Required action:
Transcribe the listing that follows in full, omitting pictures.

———

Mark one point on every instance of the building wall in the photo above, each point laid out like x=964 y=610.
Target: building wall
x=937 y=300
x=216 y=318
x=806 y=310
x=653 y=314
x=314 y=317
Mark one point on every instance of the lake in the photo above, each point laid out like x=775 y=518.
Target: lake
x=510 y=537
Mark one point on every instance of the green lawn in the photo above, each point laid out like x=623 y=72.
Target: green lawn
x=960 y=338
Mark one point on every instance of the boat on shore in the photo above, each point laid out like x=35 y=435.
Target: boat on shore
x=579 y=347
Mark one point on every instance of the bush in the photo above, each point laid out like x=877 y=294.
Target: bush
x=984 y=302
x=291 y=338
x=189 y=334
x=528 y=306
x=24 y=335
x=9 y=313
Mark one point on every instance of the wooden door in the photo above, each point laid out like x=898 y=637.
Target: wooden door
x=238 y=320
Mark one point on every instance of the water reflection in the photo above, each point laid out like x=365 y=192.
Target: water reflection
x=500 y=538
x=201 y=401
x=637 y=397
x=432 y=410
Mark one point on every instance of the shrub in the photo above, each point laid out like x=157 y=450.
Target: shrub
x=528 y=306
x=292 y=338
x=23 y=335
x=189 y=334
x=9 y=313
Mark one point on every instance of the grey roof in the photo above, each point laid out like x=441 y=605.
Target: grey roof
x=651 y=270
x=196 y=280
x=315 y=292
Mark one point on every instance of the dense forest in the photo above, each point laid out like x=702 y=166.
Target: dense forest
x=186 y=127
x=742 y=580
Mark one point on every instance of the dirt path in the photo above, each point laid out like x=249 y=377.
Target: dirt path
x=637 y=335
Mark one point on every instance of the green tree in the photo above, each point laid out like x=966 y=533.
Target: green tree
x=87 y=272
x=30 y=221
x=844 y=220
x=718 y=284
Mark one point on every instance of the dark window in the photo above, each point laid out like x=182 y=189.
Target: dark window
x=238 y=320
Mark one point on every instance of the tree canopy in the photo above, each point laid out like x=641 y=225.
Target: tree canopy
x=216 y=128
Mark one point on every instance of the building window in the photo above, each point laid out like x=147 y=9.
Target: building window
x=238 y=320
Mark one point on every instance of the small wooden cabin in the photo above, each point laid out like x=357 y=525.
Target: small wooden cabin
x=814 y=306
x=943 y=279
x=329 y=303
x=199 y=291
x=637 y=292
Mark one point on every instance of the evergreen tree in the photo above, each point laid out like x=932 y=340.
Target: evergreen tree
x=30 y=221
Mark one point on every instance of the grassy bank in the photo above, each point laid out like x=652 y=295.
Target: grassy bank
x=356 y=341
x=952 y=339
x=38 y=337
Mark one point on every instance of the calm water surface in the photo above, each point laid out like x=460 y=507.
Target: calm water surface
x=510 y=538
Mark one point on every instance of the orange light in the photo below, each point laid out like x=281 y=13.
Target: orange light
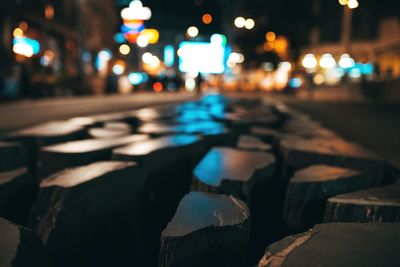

———

Solved exercise:
Mark one point on every instance of the building wall in the photo above, each point laid out like x=964 y=610.
Target: building wall
x=937 y=300
x=216 y=318
x=806 y=310
x=653 y=314
x=314 y=317
Mark one point on every instance of the lake in the photo above, each point laid out like x=775 y=518.
Target: lake
x=510 y=537
Mark one point on every instance of the green lawn in the photo above, each point laid out like x=623 y=72.
Target: green lawn
x=960 y=338
Mark one point on every instance of the boat on shore in the photo above, each point laid out like x=35 y=435.
Target: boat on shore
x=579 y=347
Mark one point on every instance of the bush in the photo above, each point laid out like x=877 y=294.
Target: bush
x=984 y=302
x=291 y=338
x=189 y=334
x=528 y=306
x=24 y=335
x=9 y=313
Mark one point on every instance of the wooden door in the photo above, each point laid out like x=898 y=637.
Target: wooden door
x=238 y=320
Mark one point on every instance of the water reflection in the photo above, each point laid out like x=365 y=192.
Target: water reflection
x=500 y=538
x=201 y=401
x=637 y=397
x=432 y=410
Mark one point on every instance of the shrub in the photo above, each point laid out like x=157 y=450.
Target: shrub
x=528 y=306
x=292 y=338
x=23 y=335
x=189 y=334
x=9 y=313
Mark one point on every instance of the grey roof in the photo above, each point laid out like x=441 y=605.
Target: grey roof
x=651 y=270
x=196 y=280
x=315 y=292
Mark one point on every instance of the dense forest in the photo above, each point laid out like x=702 y=166.
Target: dense forest
x=186 y=127
x=742 y=580
Mark one point on every instance of the dirt path in the photo above, each point laid out like x=249 y=377.
Target: dirt path
x=637 y=335
Mark one point on every instance of the green tree in the photo above, each point laid out like x=966 y=533.
Target: green tree
x=87 y=272
x=30 y=221
x=844 y=220
x=718 y=284
Mark one point on every instance of the dark window in the photo above, each point laid out like x=182 y=189.
Target: dark window
x=238 y=320
Mark one point on every instance of the tree canopy in the photo above, each point laid out like x=641 y=225.
Target: tree canopy
x=216 y=128
Mark one point on every instance of the building window in the photo above, each point laid out like x=147 y=9.
Target: building window
x=238 y=320
Mark one point on every instance of the small wooden cabin in the photo above, each point laid out like x=357 y=525.
Target: small wooden cabin
x=814 y=306
x=943 y=279
x=329 y=303
x=199 y=291
x=637 y=292
Mark one point on every instance of the evergreen tree in the photo above, each point laid out like x=932 y=340.
Target: evergreen tree
x=30 y=221
Mark one point on every instance of the grassy bank in the photo above, each point laid out like x=652 y=295.
Target: grassy bank
x=356 y=341
x=952 y=339
x=38 y=337
Mark one point on every instance of the calm water surface in the photo above, each point laid out like x=460 y=507.
Target: calm water surface
x=510 y=538
Mark one point on every instance of the orange light in the photo below, each point laid out like x=281 y=13.
Target: orange light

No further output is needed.